### Records to process
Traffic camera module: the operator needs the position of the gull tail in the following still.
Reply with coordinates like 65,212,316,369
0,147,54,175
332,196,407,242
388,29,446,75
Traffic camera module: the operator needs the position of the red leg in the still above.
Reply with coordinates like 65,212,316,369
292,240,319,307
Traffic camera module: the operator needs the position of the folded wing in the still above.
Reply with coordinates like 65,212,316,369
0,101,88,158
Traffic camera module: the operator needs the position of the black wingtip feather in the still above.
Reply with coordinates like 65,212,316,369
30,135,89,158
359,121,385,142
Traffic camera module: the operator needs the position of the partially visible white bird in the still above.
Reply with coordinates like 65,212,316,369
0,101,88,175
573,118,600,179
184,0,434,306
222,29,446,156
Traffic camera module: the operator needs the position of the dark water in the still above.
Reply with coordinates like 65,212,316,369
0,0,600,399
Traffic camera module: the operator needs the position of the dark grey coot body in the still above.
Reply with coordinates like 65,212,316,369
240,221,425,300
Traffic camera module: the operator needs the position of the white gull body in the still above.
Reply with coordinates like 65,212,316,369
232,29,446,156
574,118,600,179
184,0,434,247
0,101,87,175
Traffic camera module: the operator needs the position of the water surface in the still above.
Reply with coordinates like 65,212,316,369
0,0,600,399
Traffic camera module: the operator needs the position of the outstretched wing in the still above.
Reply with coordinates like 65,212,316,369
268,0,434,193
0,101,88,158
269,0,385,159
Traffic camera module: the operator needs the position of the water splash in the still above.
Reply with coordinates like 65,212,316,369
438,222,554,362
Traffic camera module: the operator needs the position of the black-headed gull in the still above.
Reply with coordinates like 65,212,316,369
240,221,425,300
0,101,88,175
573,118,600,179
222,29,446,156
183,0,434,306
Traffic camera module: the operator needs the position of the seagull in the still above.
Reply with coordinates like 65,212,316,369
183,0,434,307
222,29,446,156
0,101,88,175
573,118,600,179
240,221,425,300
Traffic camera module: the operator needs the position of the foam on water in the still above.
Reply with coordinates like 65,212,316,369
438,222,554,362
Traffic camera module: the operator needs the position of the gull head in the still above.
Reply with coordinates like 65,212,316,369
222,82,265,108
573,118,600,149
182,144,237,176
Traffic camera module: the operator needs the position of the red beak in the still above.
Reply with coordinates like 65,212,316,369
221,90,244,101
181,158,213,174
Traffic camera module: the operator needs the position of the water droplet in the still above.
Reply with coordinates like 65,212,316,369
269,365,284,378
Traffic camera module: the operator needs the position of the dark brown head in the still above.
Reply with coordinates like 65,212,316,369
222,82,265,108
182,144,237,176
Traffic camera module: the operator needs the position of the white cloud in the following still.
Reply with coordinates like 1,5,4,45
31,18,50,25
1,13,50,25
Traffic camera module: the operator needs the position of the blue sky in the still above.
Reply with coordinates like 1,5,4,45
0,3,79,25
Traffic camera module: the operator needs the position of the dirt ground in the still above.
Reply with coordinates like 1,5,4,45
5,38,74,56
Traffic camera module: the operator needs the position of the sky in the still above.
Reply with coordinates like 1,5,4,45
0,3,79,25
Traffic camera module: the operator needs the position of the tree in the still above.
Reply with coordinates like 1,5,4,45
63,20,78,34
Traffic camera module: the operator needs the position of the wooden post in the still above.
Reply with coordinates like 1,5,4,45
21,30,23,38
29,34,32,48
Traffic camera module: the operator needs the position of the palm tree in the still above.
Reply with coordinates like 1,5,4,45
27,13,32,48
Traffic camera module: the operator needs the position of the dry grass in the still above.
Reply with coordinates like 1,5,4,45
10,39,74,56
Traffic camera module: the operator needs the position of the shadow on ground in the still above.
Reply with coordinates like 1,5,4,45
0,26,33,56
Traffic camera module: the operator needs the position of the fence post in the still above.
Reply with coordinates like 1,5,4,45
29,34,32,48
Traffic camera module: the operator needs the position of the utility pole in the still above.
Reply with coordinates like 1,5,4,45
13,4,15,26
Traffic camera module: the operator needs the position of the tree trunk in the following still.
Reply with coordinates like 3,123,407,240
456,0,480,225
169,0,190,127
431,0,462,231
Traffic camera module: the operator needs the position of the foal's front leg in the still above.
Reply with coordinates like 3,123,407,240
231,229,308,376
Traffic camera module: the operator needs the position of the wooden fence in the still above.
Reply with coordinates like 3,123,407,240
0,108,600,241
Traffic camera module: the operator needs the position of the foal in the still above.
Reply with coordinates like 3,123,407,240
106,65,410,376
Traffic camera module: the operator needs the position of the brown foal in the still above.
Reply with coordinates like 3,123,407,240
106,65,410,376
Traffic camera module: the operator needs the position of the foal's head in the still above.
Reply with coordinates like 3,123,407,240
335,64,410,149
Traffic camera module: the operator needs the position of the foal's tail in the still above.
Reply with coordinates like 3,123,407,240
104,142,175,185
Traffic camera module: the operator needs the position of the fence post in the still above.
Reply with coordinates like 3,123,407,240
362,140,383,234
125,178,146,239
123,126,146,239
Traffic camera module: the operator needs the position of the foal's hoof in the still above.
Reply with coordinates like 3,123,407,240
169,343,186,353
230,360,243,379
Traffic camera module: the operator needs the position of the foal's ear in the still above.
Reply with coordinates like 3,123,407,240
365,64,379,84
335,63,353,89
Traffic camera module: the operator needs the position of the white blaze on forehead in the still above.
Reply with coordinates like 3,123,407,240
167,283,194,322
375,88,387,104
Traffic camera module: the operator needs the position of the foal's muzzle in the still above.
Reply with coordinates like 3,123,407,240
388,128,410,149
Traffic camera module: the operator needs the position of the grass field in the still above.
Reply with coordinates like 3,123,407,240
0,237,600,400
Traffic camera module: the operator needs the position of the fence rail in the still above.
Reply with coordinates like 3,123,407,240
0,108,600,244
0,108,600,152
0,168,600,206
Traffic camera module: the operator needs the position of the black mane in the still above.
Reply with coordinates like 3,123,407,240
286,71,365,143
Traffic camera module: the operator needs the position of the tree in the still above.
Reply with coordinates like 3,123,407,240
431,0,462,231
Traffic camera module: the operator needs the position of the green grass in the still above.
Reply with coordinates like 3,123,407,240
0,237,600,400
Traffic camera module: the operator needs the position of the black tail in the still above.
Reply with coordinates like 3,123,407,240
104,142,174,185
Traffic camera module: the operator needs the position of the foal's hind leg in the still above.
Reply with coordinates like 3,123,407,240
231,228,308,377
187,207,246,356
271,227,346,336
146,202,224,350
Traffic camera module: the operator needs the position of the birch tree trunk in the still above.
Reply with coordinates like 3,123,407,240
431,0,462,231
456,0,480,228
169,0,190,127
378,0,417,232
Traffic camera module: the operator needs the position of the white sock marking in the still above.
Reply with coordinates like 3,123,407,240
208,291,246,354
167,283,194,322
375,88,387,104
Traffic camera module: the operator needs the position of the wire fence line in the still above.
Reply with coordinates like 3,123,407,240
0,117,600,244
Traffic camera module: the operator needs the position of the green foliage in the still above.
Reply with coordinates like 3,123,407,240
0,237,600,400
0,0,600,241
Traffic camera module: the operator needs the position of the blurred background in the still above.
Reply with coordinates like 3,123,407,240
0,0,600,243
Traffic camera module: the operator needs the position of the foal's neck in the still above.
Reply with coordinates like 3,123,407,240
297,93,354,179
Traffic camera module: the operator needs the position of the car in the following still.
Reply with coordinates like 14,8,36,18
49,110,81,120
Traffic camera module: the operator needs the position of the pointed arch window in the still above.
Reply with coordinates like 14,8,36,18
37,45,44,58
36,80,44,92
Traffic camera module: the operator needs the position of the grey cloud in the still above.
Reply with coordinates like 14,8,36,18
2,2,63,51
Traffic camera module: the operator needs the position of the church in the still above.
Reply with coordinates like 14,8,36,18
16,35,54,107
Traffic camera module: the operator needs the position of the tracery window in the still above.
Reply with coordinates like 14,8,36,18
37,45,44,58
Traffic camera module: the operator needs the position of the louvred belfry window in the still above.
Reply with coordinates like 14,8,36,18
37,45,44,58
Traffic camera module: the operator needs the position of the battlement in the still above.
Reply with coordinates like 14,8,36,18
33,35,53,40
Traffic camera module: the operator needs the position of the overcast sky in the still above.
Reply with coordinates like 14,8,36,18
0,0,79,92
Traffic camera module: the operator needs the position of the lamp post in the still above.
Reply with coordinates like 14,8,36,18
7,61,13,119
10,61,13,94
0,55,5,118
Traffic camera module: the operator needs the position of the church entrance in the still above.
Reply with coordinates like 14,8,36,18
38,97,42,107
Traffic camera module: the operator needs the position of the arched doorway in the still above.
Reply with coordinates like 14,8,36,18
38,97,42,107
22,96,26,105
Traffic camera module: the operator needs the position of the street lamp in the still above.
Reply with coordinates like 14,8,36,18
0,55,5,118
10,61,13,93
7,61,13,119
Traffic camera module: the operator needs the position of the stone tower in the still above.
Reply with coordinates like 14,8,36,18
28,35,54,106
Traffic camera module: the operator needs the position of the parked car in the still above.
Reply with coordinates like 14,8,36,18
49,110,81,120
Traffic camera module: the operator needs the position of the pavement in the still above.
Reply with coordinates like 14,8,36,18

### Task
Update the lines starting with the line containing "cloud in the following still." and going on through the line containing "63,20,78,34" by swapping every "operator" for "dispatcher". Give back only those lines, with everything else left as it is.

### Response
Traffic camera module: the dispatcher needs the position of the white cloud in the following still.
Reply with coordinates like 1,5,4,45
31,18,50,25
1,13,50,25
Traffic camera module: the dispatcher needs the position of the blue sky in the still above.
Reply with coordinates like 1,5,4,45
0,3,79,25
Traffic camera module: the dispatcher needs the position of the dirt ground in the still above.
Reply with coordinates like 1,5,4,45
5,38,74,56
Traffic camera module: the dispatcher needs the position of the sky in the still above.
Reply with coordinates like 1,5,4,45
0,3,79,25
Traffic camera module: the dispatcher needs the position of the tree in the still above.
Reply with coordinates like 1,5,4,45
63,20,78,34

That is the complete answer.